The new way of managing Chat storage in the iOS version of LINE

Harley Pham2023-02-22

Harley is an iOS engineer at LINE Vietnam.

While mobile device storage capacity is getting bigger and bigger nowadays, user data is also increasing in size as well. Users can have tons of extremely high quality photos or videos which can eat away their storage capacity very fast. Moreover, digital content can be easily shared among users in many social media apps or messaging apps such as our own LINE app or Instagram to name a few. This data duplication can even put more pressure on device storage as well. Our LINE app is not only the same but also allows user to share their photos in their original size in chat, which can occupy a significant amount of storage capacity. The important thing is that device storage capacity is limited and often can't be changed after purchase. Users have no choice except to clean up their data, buy more cloud storage, or switch to a new device with bigger capacity.

Many LINE users may send messages that contain important data they would want to keep locally on their device. This is a popular feature since there aren't much messaging services capable of persistent user data storage on their data center and cloud permanently. Whenever there is a large amount of data occupying a device, we need a convenient way to help users manage that data effectively. For example, users might want to have an overview of how their chats are using the most storage capacity so they can consider removing some of them to save their storage. iPhone's storage settings show how much storage capacity an application is using but with not much information nor actions a user can take, with the exception of the "Delete App" option which is a last resort in most cases.

In the following sections, we will explain more about our previous solution and the new solution that has replaced it.

════════════════

## Your objective
In the article on LINE chat storage, which option in iPhone's storage settings is described as a last resort in most cases?

## Data listing
════════════════

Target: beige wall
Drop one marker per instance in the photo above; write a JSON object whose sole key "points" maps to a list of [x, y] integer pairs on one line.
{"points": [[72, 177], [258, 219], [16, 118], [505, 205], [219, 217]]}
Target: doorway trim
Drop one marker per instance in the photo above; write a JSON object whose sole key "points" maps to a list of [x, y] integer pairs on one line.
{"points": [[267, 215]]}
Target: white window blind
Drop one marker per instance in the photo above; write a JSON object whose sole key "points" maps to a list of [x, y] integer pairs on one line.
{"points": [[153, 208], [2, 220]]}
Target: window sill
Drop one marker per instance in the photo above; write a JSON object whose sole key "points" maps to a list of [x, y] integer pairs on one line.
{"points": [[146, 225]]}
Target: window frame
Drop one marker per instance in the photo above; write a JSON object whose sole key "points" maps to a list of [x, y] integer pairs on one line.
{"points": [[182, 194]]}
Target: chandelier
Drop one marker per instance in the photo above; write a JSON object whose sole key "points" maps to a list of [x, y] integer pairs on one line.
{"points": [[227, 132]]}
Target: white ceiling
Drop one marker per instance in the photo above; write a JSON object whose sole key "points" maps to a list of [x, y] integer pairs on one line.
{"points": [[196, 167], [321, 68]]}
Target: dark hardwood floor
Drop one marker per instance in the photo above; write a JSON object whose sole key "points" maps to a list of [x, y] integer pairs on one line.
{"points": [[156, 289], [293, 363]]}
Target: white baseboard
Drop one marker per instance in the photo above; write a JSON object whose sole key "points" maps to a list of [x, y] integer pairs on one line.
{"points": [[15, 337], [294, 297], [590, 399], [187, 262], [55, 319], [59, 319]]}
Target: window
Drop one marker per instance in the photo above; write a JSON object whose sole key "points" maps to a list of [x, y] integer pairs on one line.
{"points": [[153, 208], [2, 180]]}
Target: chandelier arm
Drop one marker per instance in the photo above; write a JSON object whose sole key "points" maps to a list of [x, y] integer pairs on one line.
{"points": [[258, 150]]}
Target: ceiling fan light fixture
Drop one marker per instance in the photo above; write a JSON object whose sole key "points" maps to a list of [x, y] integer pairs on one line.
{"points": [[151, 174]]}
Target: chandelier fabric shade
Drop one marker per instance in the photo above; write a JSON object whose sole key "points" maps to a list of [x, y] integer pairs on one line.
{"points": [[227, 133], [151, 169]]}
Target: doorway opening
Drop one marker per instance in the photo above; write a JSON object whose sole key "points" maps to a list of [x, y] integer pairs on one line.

════════════════

## Solution to the exercise
The "Delete App" option.